**TASK DESCRIPTION:**
Print the listing below line for line, changing nothing.

**MATERIAL SUPPLIED:**
################

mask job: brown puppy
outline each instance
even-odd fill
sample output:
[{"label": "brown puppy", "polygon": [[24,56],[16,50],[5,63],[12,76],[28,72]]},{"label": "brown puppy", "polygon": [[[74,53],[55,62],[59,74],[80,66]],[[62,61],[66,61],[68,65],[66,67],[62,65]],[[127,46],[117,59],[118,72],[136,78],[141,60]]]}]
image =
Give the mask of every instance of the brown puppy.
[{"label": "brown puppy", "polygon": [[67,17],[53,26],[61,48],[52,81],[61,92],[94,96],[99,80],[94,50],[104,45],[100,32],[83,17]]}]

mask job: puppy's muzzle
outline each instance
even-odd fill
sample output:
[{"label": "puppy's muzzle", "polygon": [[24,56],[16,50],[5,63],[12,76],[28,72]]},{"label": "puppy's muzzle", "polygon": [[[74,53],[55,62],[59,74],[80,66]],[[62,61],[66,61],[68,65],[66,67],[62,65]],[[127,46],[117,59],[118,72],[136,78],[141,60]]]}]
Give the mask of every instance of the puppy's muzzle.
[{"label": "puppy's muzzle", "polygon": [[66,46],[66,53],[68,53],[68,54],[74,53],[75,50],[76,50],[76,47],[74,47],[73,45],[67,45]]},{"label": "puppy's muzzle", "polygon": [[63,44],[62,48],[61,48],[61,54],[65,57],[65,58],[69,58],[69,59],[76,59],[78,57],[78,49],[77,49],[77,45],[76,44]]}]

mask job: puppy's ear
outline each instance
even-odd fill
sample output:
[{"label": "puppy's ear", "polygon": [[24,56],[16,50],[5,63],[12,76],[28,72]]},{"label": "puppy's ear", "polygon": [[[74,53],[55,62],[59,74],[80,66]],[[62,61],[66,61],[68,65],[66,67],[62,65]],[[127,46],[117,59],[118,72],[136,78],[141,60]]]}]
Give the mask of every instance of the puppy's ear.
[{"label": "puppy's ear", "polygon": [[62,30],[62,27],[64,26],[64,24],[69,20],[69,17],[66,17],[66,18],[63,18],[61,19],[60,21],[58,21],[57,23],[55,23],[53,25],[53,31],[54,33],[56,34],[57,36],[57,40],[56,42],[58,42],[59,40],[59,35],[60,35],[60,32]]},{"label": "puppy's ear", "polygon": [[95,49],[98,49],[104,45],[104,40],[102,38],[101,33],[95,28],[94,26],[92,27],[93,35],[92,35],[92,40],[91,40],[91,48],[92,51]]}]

################

**COMPLETED EXERCISE:**
mask job: brown puppy
outline each instance
even-odd fill
sample output:
[{"label": "brown puppy", "polygon": [[24,56],[16,50],[5,63],[12,76],[28,72]]},{"label": "brown puppy", "polygon": [[[74,53],[55,62],[59,74],[80,66]],[[62,61],[66,61],[68,65],[66,67],[62,65]],[[127,46],[117,59],[118,72],[136,78],[141,60]]]}]
image =
Give the mask of every instance of the brown puppy.
[{"label": "brown puppy", "polygon": [[67,17],[53,26],[61,48],[52,81],[61,92],[94,96],[99,80],[94,50],[104,45],[100,32],[83,17]]}]

mask job: puppy's muzzle
outline each instance
even-odd fill
sample output:
[{"label": "puppy's muzzle", "polygon": [[24,56],[16,50],[5,63],[12,76],[28,72]]},{"label": "puppy's muzzle", "polygon": [[[74,53],[55,62],[59,74],[80,66]],[[62,61],[66,61],[68,65],[66,67],[62,65]],[[127,46],[117,59],[118,72],[136,78],[141,60]]]}]
Give the mask of every instance of the puppy's muzzle.
[{"label": "puppy's muzzle", "polygon": [[66,46],[66,53],[68,53],[68,54],[74,53],[75,50],[76,50],[76,47],[74,47],[73,45],[67,45]]},{"label": "puppy's muzzle", "polygon": [[63,44],[62,48],[61,48],[61,54],[65,57],[65,58],[69,58],[69,59],[76,59],[78,57],[78,49],[77,49],[77,45],[76,44]]}]

mask job: puppy's ear
outline each instance
even-odd fill
sample output:
[{"label": "puppy's ear", "polygon": [[24,56],[16,50],[5,63],[12,76],[28,72]]},{"label": "puppy's ear", "polygon": [[[74,53],[55,62],[59,74],[80,66]],[[62,61],[66,61],[68,65],[66,67],[62,65]],[[127,46],[117,59],[118,72],[136,78],[141,60]]]}]
Give the mask of every instance of the puppy's ear.
[{"label": "puppy's ear", "polygon": [[62,30],[62,27],[64,26],[64,24],[69,20],[69,17],[66,17],[66,18],[63,18],[61,19],[60,21],[58,21],[57,23],[55,23],[53,25],[53,31],[54,33],[56,34],[57,36],[57,40],[56,42],[58,42],[59,40],[59,35],[60,35],[60,32]]},{"label": "puppy's ear", "polygon": [[95,49],[98,49],[104,45],[104,40],[102,38],[101,33],[95,28],[94,26],[92,27],[93,35],[92,35],[92,40],[91,40],[91,48],[92,51]]}]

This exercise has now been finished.